■ **What this task involves**
Give the data below again exactly, and drop each picture from it.

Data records

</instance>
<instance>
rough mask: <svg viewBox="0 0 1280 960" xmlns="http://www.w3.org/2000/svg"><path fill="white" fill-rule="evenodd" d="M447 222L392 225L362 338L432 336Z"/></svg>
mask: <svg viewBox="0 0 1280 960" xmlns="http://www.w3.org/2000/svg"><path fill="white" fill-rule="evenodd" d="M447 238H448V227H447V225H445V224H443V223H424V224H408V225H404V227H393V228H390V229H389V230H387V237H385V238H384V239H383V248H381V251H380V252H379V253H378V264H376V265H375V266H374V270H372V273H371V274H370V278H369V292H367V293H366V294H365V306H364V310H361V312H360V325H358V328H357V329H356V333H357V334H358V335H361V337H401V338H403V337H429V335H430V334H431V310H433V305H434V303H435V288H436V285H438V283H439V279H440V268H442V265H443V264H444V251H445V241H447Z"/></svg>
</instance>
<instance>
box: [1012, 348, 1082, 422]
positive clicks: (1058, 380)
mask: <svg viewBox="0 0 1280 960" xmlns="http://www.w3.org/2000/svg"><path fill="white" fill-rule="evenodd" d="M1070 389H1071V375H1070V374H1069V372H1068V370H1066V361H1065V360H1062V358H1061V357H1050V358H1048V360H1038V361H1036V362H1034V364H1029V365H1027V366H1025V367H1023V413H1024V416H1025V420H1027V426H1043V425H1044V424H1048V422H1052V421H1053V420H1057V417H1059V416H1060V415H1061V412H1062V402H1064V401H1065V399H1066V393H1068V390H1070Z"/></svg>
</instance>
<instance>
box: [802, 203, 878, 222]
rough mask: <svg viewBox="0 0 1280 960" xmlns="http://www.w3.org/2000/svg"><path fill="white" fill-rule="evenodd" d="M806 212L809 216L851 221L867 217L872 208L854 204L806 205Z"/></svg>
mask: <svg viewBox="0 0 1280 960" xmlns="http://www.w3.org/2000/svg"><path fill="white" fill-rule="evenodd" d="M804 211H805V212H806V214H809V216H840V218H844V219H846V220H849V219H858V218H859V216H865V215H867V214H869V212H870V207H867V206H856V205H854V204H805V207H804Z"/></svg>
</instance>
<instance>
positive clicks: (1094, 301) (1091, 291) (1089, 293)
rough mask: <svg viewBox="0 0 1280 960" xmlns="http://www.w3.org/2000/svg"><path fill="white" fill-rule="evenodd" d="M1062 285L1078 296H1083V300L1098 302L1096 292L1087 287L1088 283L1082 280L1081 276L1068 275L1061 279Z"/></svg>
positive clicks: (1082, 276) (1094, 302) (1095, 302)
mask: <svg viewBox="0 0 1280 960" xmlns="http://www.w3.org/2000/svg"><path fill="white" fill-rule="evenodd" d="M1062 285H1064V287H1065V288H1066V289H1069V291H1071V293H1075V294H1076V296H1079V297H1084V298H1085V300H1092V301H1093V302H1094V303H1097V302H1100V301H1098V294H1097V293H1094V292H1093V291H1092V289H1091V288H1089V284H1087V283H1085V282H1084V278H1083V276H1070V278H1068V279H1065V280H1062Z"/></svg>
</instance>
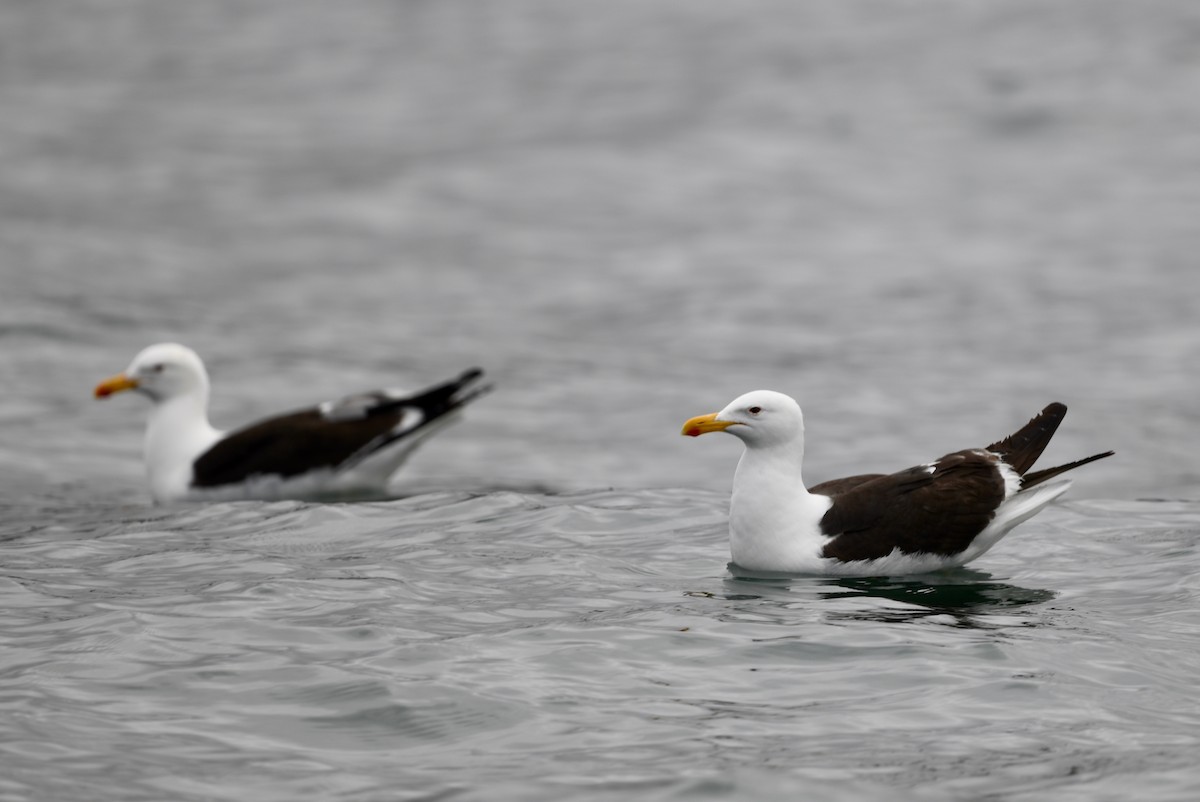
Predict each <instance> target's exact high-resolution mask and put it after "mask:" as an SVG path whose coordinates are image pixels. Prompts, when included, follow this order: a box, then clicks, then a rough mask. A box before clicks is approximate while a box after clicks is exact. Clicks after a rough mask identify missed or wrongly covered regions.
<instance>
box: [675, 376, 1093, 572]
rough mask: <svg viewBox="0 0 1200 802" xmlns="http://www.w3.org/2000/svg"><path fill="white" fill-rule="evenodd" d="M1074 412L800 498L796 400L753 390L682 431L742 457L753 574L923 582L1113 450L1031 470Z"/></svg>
mask: <svg viewBox="0 0 1200 802" xmlns="http://www.w3.org/2000/svg"><path fill="white" fill-rule="evenodd" d="M1066 414H1067V407H1066V406H1063V405H1061V403H1051V405H1049V406H1048V407H1046V408H1045V409H1043V411H1042V412H1040V413H1039V414H1038V415H1037V417H1034V418H1033V419H1032V420H1030V423H1028V424H1026V425H1025V426H1024V427H1021V429H1020V431H1018V432H1016V433H1014V435H1012V436H1010V437H1006V438H1004V439H1002V441H998V442H996V443H992V444H991V445H988V447H986V448H974V449H966V450H962V451H954V453H953V454H947V455H946V456H943V457H941V459H938V460H936V461H934V462H928V463H925V465H918V466H916V467H912V468H907V469H905V471H900V472H898V473H889V474H883V473H869V474H860V475H854V477H846V478H844V479H834V480H830V481H824V483H822V484H818V485H815V486H812V487H810V489H805V486H804V481H803V479H802V478H800V467H802V463H803V461H804V415H803V414H802V412H800V406H799V405H798V403H797V402H796V400H794V399H792V397H790V396H787V395H784V394H782V393H774V391H772V390H755V391H752V393H746V394H745V395H742V396H739V397H737V399H734V400H733V401H732V402H731V403H730V405H728V406H727V407H725V408H724V409H721V411H720V412H714V413H712V414H707V415H700V417H696V418H692V419H690V420H688V421H686V423H685V424H684V425H683V432H682V433H683V435H688V436H691V437H698V436H700V435H704V433H708V432H722V431H724V432H728V433H731V435H734V436H736V437H738V438H739V439H740V441H742V442H743V443H744V444H745V450H744V451H743V454H742V460H740V461H739V462H738V467H737V472H736V473H734V475H733V493H732V497H731V499H730V551H731V553H732V557H733V563H734V564H736V565H739V567H740V568H744V569H748V570H758V571H781V573H791V574H828V575H839V576H894V575H905V574H925V573H930V571H935V570H941V569H944V568H956V567H959V565H965V564H967V563H968V562H971V561H972V559H976V558H978V557H980V556H982V555H984V553H985V552H986V551H988V550H989V549H991V547H992V546H994V545H996V543H998V541H1000V539H1001V538H1003V537H1004V535H1006V534H1007V533H1008V532H1009V531H1010V529H1012V528H1013V527H1015V526H1016V525H1019V523H1021V522H1022V521H1026V520H1028V519H1030V517H1032V516H1033V515H1036V514H1037V513H1039V511H1040V510H1042V509H1043V508H1045V507H1046V504H1049V503H1050V502H1051V501H1054V499H1055V498H1057V497H1058V496H1061V495H1062V493H1063V492H1066V491H1067V489H1068V487H1069V486H1070V481H1069V480H1067V479H1060V480H1057V481H1050V480H1051V479H1055V478H1056V477H1058V475H1060V474H1062V473H1064V472H1067V471H1070V469H1073V468H1078V467H1080V466H1082V465H1087V463H1088V462H1094V461H1096V460H1100V459H1103V457H1106V456H1111V455H1112V454H1114V453H1112V451H1105V453H1103V454H1096V455H1093V456H1088V457H1085V459H1082V460H1076V461H1074V462H1068V463H1066V465H1060V466H1057V467H1054V468H1045V469H1042V471H1033V472H1030V468H1032V467H1033V463H1034V462H1036V461H1037V459H1038V456H1040V455H1042V451H1043V450H1044V449H1045V447H1046V444H1048V443H1049V442H1050V438H1051V437H1052V436H1054V433H1055V430H1056V429H1057V427H1058V424H1060V423H1061V421H1062V419H1063V415H1066Z"/></svg>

■ **Solution**
</instance>
<instance>
rough mask: <svg viewBox="0 0 1280 960" xmlns="http://www.w3.org/2000/svg"><path fill="white" fill-rule="evenodd" d="M447 222L392 225L362 338L432 336Z"/></svg>
mask: <svg viewBox="0 0 1280 960" xmlns="http://www.w3.org/2000/svg"><path fill="white" fill-rule="evenodd" d="M447 238H448V227H447V225H445V224H443V223H424V224H408V225H404V227H393V228H390V229H389V230H387V237H385V238H384V239H383V248H381V251H380V252H379V253H378V264H376V265H375V266H374V270H372V273H371V274H370V278H369V292H367V293H366V294H365V306H364V310H361V312H360V325H358V328H357V329H356V333H357V334H358V335H361V337H401V338H403V337H429V335H430V334H431V310H433V305H434V303H435V288H436V285H438V283H439V279H440V268H442V265H443V264H444V251H445V241H447Z"/></svg>
</instance>
<instance>
box: [1012, 348, 1082, 422]
positive clicks: (1058, 380)
mask: <svg viewBox="0 0 1280 960" xmlns="http://www.w3.org/2000/svg"><path fill="white" fill-rule="evenodd" d="M1070 389H1071V375H1070V374H1069V372H1068V370H1066V361H1065V360H1062V358H1061V357H1050V358H1048V360H1038V361H1036V362H1034V364H1029V365H1027V366H1025V367H1023V413H1024V416H1025V420H1027V426H1043V425H1044V424H1048V422H1052V421H1053V420H1057V417H1059V416H1060V415H1061V412H1062V402H1064V401H1065V399H1066V393H1068V390H1070Z"/></svg>
</instance>
<instance>
box: [802, 203, 878, 222]
rough mask: <svg viewBox="0 0 1280 960" xmlns="http://www.w3.org/2000/svg"><path fill="white" fill-rule="evenodd" d="M806 212L809 216L851 221L867 217L872 208L854 204L806 205Z"/></svg>
mask: <svg viewBox="0 0 1280 960" xmlns="http://www.w3.org/2000/svg"><path fill="white" fill-rule="evenodd" d="M804 211H805V212H806V214H809V216H840V218H844V219H846V220H849V219H858V218H859V216H865V215H867V214H869V212H870V207H867V206H856V205H854V204H805V207H804Z"/></svg>
</instance>
<instance>
positive clicks: (1094, 301) (1091, 291) (1089, 293)
rough mask: <svg viewBox="0 0 1280 960" xmlns="http://www.w3.org/2000/svg"><path fill="white" fill-rule="evenodd" d="M1062 285L1078 296H1083V300L1098 302L1096 292L1087 287L1088 283L1082 280L1081 276L1068 275L1061 279Z"/></svg>
positive clicks: (1082, 276) (1094, 302) (1095, 302)
mask: <svg viewBox="0 0 1280 960" xmlns="http://www.w3.org/2000/svg"><path fill="white" fill-rule="evenodd" d="M1062 285H1064V287H1065V288H1066V289H1069V291H1071V293H1075V294H1076V296H1079V297H1084V298H1085V300H1092V301H1093V302H1094V303H1097V302H1100V301H1098V294H1097V293H1094V292H1093V291H1092V289H1091V288H1089V284H1087V283H1085V282H1084V278H1083V276H1070V278H1068V279H1065V280H1062Z"/></svg>
</instance>
Predict each <instance> target's exact high-resolution mask and put it after "mask:" as an SVG path whose coordinates are image pixels. Prompts, when included, follow this order: a box, then clicks, then a rough mask. A box before clicks is approximate while a box after clicks is exact. Clicks after a rough mask identify missed or wrongly covered regions.
<instance>
box: [675, 376, 1093, 572]
rough mask: <svg viewBox="0 0 1200 802" xmlns="http://www.w3.org/2000/svg"><path fill="white" fill-rule="evenodd" d="M1074 412L800 498L796 400L753 390L682 431L742 457L753 574L923 582L1113 450L1031 470Z"/></svg>
mask: <svg viewBox="0 0 1200 802" xmlns="http://www.w3.org/2000/svg"><path fill="white" fill-rule="evenodd" d="M1066 414H1067V407H1066V406H1063V405H1061V403H1051V405H1049V406H1048V407H1046V408H1045V409H1043V411H1042V412H1040V413H1039V414H1038V415H1037V417H1034V418H1033V419H1032V420H1030V423H1028V424H1026V425H1025V426H1024V427H1021V429H1020V431H1018V432H1016V433H1014V435H1012V436H1010V437H1006V438H1004V439H1002V441H998V442H996V443H992V444H991V445H988V447H986V448H974V449H966V450H962V451H954V453H953V454H947V455H946V456H943V457H941V459H938V460H936V461H934V462H928V463H925V465H918V466H916V467H912V468H907V469H905V471H900V472H898V473H889V474H883V473H869V474H860V475H854V477H846V478H844V479H834V480H830V481H824V483H822V484H818V485H815V486H812V487H810V489H805V486H804V481H803V479H802V478H800V467H802V463H803V461H804V415H803V414H802V412H800V406H799V405H798V403H797V402H796V400H794V399H792V397H790V396H787V395H784V394H782V393H774V391H772V390H755V391H752V393H746V394H745V395H742V396H739V397H737V399H734V400H733V401H732V402H731V403H730V405H728V406H727V407H725V408H724V409H721V411H720V412H714V413H712V414H707V415H700V417H696V418H692V419H690V420H688V421H686V423H685V424H684V425H683V432H682V433H683V435H688V436H691V437H698V436H700V435H704V433H708V432H722V431H724V432H728V433H731V435H734V436H736V437H738V438H739V439H740V441H742V442H743V443H744V444H745V450H744V451H743V454H742V460H740V461H739V462H738V467H737V472H736V473H734V475H733V493H732V497H731V499H730V551H731V553H732V557H733V563H734V564H736V565H739V567H740V568H744V569H748V570H758V571H781V573H791V574H828V575H839V576H894V575H905V574H925V573H930V571H935V570H941V569H944V568H956V567H959V565H965V564H967V563H968V562H971V561H972V559H976V558H978V557H980V556H982V555H984V553H985V552H986V551H988V550H989V549H991V547H992V546H994V545H996V543H998V541H1000V539H1001V538H1003V537H1004V535H1006V534H1007V533H1008V532H1009V531H1010V529H1012V528H1013V527H1015V526H1016V525H1019V523H1021V522H1022V521H1026V520H1028V519H1030V517H1032V516H1033V515H1036V514H1037V513H1039V511H1040V510H1042V509H1043V508H1045V507H1046V504H1049V503H1050V502H1051V501H1054V499H1055V498H1057V497H1058V496H1061V495H1062V493H1063V492H1066V491H1067V489H1068V487H1069V486H1070V481H1069V480H1067V479H1060V480H1057V481H1050V480H1051V479H1055V478H1056V477H1058V475H1060V474H1062V473H1064V472H1067V471H1070V469H1073V468H1078V467H1080V466H1082V465H1087V463H1088V462H1094V461H1096V460H1100V459H1103V457H1106V456H1111V455H1112V454H1114V453H1112V451H1105V453H1103V454H1096V455H1093V456H1088V457H1085V459H1082V460H1076V461H1074V462H1068V463H1066V465H1060V466H1057V467H1054V468H1045V469H1042V471H1033V472H1030V468H1032V467H1033V463H1034V462H1036V461H1037V459H1038V456H1040V455H1042V451H1043V450H1044V449H1045V447H1046V444H1048V443H1049V442H1050V438H1051V437H1052V436H1054V433H1055V430H1056V429H1057V427H1058V424H1060V423H1061V421H1062V419H1063V415H1066Z"/></svg>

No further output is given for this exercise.